→ Text provided:
▼

I have decided that I absolutely love Guayaquil. Of course, I have not been robbed yet and everyone I have encountered has been kind and helpful. The 'hostal' was comfortable and a little funky. The bathroom was behind a glass enclosure, which during the day obscured the actions of the bathroom user, but when it was dark, the glass was see-though and all was visible. Rebecca and I shared the double bed. We piled up the duvet between us and slept well, despite our room being right on the Malecon, with cars booming by all night. The drapes would not close entirely, so I was up with the sunrise, wishing I had slept a little longer. On the other hand, watching the city wake up was entertaining. We had our breakfast on the balcony overlooking the Malecon and the river, and ate granola with yoghurt and fruit and watched the cars whizzing by.
I am not sure whether we are just so relieved to be treated with decency and respect that we are over enthusiastic about our experience here. In truth what we saw today was both inspiring and devastating. The good part was seeing what the charity, Children International, actually does with the donations it receives. I am often cynical when I hear or see an advertisement about 'saving children' in a third world country and expect that someone is pocketing the money and not distributing it to the supposed beneficiaries. I learned today that in fact, the children, at least those involved in this organization, are truly taken care of. We visited the main office and then one of the five sites directed to providing medical and dental care, and gifts, scholarships, activities, and direction for the young people involved.
The area we visited was called 'La Colina Florida', and when we arrived at the neighbourhood there were long lines of mothers and children waiting to receive a gift of jeans for all those children involved who had birthdays in January, February or March. They all appeared pleased with the quality of the jeans. We met the two dentists and the pair of doctors taking care of the children, and checked out the medications provided. We were informed that there are many parasites and worm infections and mosquito borne diseases which required treatment in the tropical climate, and that was a priority at the clinic.
Ducks for Lunch!
Many mothers of children in the program work as volunteers at the centre, and there was a roomful organizing the gift giving. We met the parents of Chriss, the seven year old child that Rebecca sponsors. He does not get money directly, but the $350 a year that Rebecca sends is used to fund the centre and the clinics and the gifts. We went to Chriss's house and sat in his living room. His house was made of cement with a corrugated tin roof and a small space between roof and walls. It was neat and clean, with a sheet separating the kitchen and the one bedroom. There was no running water. Water trucks came by daily to fill huge tanks which were kept on the roof or in the small yard near the houses. There was no sewage system, but each home had electricity and a television and everyone had cellphones. The dirt roads were full of huge troughs where cars had driven after the rain. There were no sidewalks. Some houses were cinder block, some cement (Chriss's father was a construction worker), some wood walls and sugar cane stalks and corrugated metal or whatever was useable to encircle the home. There was garbage everywhere, and it appeared that no waste disposal system was in place. It was shocking that all around the Children International Centre, garbage piled up and was not removed.
Chriss's family raised ducks, and cooked a duck for us and served us duck with rice and tomato and onion salad and 'Fioravanti', which is Eric's favourite drink, but so sweet it is undrinkable for me. Chriss was shy and said little.

▲

Duplicate the part of the Guayaquil account starting with "I have decided" and going on through "cars whizzing by.". The rows are separate from the Guayaquil account.

→ Supplied information:
▼

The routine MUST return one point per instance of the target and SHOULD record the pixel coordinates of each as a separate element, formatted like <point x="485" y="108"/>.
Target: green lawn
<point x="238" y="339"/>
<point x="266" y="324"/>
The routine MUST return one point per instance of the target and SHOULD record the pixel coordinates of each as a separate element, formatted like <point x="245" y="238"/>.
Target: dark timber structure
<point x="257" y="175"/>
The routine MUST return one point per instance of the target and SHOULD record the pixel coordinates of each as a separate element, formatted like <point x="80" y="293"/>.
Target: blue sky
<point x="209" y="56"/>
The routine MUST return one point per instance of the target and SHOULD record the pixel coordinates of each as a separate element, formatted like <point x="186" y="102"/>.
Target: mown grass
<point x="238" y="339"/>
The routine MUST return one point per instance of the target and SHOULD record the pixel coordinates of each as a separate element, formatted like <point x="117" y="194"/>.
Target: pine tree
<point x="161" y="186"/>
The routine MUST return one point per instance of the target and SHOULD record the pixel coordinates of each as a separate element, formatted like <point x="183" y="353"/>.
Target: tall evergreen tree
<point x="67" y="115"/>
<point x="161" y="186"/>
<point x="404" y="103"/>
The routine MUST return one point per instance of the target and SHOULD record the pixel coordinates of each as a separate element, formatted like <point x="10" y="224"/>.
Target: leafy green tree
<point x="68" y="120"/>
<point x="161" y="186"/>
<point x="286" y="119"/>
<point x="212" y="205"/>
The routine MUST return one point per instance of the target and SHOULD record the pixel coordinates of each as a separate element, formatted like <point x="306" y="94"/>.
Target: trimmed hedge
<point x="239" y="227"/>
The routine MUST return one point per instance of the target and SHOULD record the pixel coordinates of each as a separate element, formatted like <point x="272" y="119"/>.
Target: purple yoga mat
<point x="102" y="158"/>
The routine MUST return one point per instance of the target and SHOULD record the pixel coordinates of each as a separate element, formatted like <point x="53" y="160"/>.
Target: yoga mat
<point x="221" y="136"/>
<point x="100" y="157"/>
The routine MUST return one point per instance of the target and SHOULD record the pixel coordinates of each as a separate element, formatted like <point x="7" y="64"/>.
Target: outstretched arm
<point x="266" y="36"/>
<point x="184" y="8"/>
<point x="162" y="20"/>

▲

→ Result below:
I have decided that I absolutely love Guayaquil. Of course, I have not been robbed yet and everyone I have encountered has been kind and helpful. The 'hostal' was comfortable and a little funky. The bathroom was behind a glass enclosure, which during the day obscured the actions of the bathroom user, but when it was dark, the glass was see-though and all was visible. Rebecca and I shared the double bed. We piled up the duvet between us and slept well, despite our room being right on the Malecon, with cars booming by all night. The drapes would not close entirely, so I was up with the sunrise, wishing I had slept a little longer. On the other hand, watching the city wake up was entertaining. We had our breakfast on the balcony overlooking the Malecon and the river, and ate granola with yoghurt and fruit and watched the cars whizzing by.